Please copy the rows below again, replacing "put one dot" with "mark one point" everywhere it occurs and leaving everything else unchanged.

▬▬▬▬▬▬▬▬▬▬

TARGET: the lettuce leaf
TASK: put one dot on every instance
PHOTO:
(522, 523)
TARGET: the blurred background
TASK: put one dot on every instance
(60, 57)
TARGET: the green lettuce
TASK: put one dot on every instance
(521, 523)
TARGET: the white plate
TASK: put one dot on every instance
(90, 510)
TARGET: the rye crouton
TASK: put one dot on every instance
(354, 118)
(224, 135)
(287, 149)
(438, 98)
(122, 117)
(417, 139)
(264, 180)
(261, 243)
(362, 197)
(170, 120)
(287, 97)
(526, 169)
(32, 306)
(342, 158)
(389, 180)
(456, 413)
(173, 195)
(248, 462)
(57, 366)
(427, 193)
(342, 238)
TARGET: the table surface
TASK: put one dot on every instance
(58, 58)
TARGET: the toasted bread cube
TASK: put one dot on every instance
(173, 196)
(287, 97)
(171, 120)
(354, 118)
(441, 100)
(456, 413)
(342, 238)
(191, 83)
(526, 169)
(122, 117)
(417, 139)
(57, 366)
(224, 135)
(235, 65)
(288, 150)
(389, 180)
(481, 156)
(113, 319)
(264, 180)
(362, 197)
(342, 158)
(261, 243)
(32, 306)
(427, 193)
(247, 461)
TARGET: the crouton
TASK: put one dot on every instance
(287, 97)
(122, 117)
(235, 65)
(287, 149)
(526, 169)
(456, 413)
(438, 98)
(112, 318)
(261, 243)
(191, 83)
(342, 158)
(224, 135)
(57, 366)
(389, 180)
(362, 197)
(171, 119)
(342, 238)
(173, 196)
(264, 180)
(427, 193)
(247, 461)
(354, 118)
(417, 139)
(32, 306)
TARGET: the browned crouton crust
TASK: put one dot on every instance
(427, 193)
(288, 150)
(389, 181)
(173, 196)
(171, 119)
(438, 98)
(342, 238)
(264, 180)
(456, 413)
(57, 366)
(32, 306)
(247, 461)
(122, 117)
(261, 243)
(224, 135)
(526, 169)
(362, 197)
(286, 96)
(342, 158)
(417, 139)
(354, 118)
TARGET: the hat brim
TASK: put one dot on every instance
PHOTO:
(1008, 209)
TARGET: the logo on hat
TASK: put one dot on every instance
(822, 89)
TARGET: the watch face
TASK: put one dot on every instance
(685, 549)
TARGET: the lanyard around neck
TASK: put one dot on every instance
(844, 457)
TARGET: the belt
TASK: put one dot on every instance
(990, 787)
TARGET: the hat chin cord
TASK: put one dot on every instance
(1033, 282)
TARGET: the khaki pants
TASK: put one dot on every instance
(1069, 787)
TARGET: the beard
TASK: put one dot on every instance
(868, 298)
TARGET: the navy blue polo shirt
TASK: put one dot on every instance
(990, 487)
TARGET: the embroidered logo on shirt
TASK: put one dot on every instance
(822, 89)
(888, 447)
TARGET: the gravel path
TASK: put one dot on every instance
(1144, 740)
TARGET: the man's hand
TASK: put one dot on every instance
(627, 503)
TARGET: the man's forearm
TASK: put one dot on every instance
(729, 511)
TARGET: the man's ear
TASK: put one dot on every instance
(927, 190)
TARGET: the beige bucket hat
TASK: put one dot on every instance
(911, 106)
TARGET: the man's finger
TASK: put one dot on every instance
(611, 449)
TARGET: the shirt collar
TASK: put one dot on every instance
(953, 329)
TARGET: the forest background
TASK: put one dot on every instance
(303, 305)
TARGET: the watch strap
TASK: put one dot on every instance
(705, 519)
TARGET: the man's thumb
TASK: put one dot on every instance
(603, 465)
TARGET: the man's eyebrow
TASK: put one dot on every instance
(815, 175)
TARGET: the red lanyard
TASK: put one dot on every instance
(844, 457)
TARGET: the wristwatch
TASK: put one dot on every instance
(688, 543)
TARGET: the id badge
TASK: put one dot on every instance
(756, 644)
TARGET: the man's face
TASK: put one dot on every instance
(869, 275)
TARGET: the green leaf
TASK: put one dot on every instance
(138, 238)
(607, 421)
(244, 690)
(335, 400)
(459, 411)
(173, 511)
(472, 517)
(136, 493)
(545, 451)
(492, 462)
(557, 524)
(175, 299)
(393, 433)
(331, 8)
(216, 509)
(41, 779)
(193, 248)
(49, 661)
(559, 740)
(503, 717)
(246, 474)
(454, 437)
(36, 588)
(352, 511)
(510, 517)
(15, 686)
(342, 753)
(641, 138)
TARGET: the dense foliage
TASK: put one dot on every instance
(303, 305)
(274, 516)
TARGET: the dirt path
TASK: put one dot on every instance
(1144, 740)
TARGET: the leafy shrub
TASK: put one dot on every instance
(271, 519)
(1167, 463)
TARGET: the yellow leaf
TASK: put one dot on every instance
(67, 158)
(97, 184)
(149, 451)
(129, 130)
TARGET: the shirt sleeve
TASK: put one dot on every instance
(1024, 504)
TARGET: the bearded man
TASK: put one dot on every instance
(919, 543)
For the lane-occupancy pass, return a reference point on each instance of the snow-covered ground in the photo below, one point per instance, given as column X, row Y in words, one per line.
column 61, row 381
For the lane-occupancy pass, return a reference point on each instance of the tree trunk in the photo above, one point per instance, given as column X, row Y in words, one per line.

▬▬▬▬▬▬▬▬▬▬

Task output –
TARGET: the lettuce leaf
TASK: mark one point on every instance
PHOTO:
(522, 523)
TARGET: the blurred background
TASK: mark one point on every instance
(60, 57)
TARGET: the green lettuce
TASK: mark one point on every instance
(521, 523)
TARGET: the white plate
TASK: mark one point on every instance
(90, 510)
TARGET: the rye crouton
TASK: mark one point on every instance
(354, 118)
(224, 135)
(287, 149)
(438, 98)
(122, 117)
(417, 139)
(264, 180)
(261, 243)
(362, 197)
(170, 120)
(287, 97)
(526, 169)
(32, 306)
(342, 158)
(389, 180)
(456, 413)
(173, 195)
(248, 462)
(57, 366)
(427, 193)
(342, 238)
TARGET: the table surface
TASK: mark one point on every instance
(58, 58)
TARGET: the toasted bread cube
TASK: mark one point on every instance
(173, 196)
(287, 97)
(171, 120)
(354, 118)
(441, 100)
(456, 413)
(342, 238)
(191, 83)
(526, 169)
(122, 117)
(417, 139)
(57, 366)
(224, 135)
(235, 65)
(288, 150)
(389, 180)
(481, 156)
(113, 319)
(264, 180)
(362, 197)
(342, 158)
(261, 243)
(32, 306)
(427, 193)
(247, 461)
TARGET: the crouton
TASK: mark one point on every instance
(287, 97)
(122, 117)
(235, 65)
(287, 149)
(526, 169)
(456, 413)
(438, 98)
(112, 318)
(261, 243)
(191, 83)
(342, 158)
(224, 135)
(57, 366)
(389, 180)
(362, 197)
(171, 119)
(342, 238)
(173, 196)
(264, 180)
(427, 193)
(247, 461)
(354, 118)
(417, 139)
(32, 306)
TARGET: the browned crouton crust
TASK: mark one point on every instance
(427, 193)
(288, 150)
(389, 181)
(173, 196)
(171, 119)
(438, 98)
(342, 238)
(264, 180)
(456, 413)
(57, 366)
(32, 306)
(247, 461)
(122, 117)
(261, 243)
(224, 135)
(526, 169)
(362, 197)
(286, 96)
(342, 158)
(417, 139)
(354, 118)
TARGET: the hat brim
TASK: mark one point on every instance
PHOTO:
(1008, 209)
TARGET: the logo on hat
TASK: mark one point on every instance
(822, 89)
TARGET: the watch face
TASK: mark one point on every instance
(685, 549)
TARGET: the lanyard around neck
TASK: mark one point on every instance
(844, 457)
TARGET: the belt
TASK: mark one point on every instance
(990, 787)
TARGET: the hat chin cord
TASK: mark one point on every instance
(1033, 282)
TARGET: the khaki pants
TASK: mark one point on every instance
(1069, 787)
TARGET: the beard
TASK: mark one point on every instance
(868, 298)
TARGET: the navy blue polo shirt
TASK: mark one point on every instance
(990, 487)
TARGET: the embroidered logo on shirt
TASK: mark one point on every instance
(822, 89)
(888, 447)
TARGET: the gravel path
TASK: mark one point on every instance
(1144, 740)
TARGET: the man's hand
TASK: mark one point on every instance
(627, 503)
TARGET: the man's forearm
TASK: mark one point on every instance
(729, 511)
TARGET: the man's ear
TASK: mark one point on every instance
(927, 190)
TARGET: the beige bucket hat
TASK: mark one point on every instance
(911, 106)
TARGET: the man's finger
TASK: mark one point on every instance
(611, 449)
TARGET: the shirt collar
TASK: mark one point on every instance
(953, 329)
TARGET: the forest background
TASK: mark one point on every instance
(303, 305)
TARGET: the watch strap
TASK: mark one point on every instance
(705, 519)
TARGET: the man's thumb
TASK: mark one point on every instance
(603, 465)
TARGET: the man's eyebrow
TASK: mark one point on every instance
(815, 175)
TARGET: the red lanyard
TASK: mark one point on every instance
(844, 457)
TARGET: the wristwatch
TASK: mark one point on every instance
(688, 543)
TARGET: the id badge
TASK: mark one point on every instance
(756, 644)
TARGET: the man's face
TASK: mark one point on every instance
(869, 275)
TARGET: the green leaf
TASK: mark one point on every instance
(138, 238)
(607, 421)
(244, 690)
(335, 400)
(459, 411)
(173, 511)
(472, 517)
(136, 493)
(545, 451)
(492, 462)
(557, 524)
(175, 299)
(393, 433)
(331, 8)
(216, 509)
(41, 779)
(193, 248)
(49, 661)
(559, 740)
(503, 717)
(246, 474)
(454, 437)
(36, 588)
(352, 511)
(510, 517)
(15, 686)
(342, 753)
(641, 138)
TARGET: the dense foliage
TASK: mark one point on every instance
(303, 305)
(274, 516)
TARGET: the dirt path
TASK: mark one point on every instance
(1144, 740)
TARGET: the leafy shrub
TASK: mark one point on every instance
(271, 519)
(1167, 463)
TARGET: the yellow leaf
TASK: mark one point on every instance
(67, 158)
(97, 184)
(149, 451)
(129, 130)
TARGET: the shirt sleeve
TASK: mark one point on every instance
(1024, 504)
TARGET: the bearded man
TASK: mark one point on every instance
(919, 543)
For the lane-occupancy pass, return a reference point on each instance of the snow-covered ground in the photo below, one point per instance, given as column X, row Y in words, one per line.
column 61, row 381
For the lane-occupancy pass, return a reference point on each instance of the tree trunk in the photo above, one point per instance, given as column X, row Y in words, one per line.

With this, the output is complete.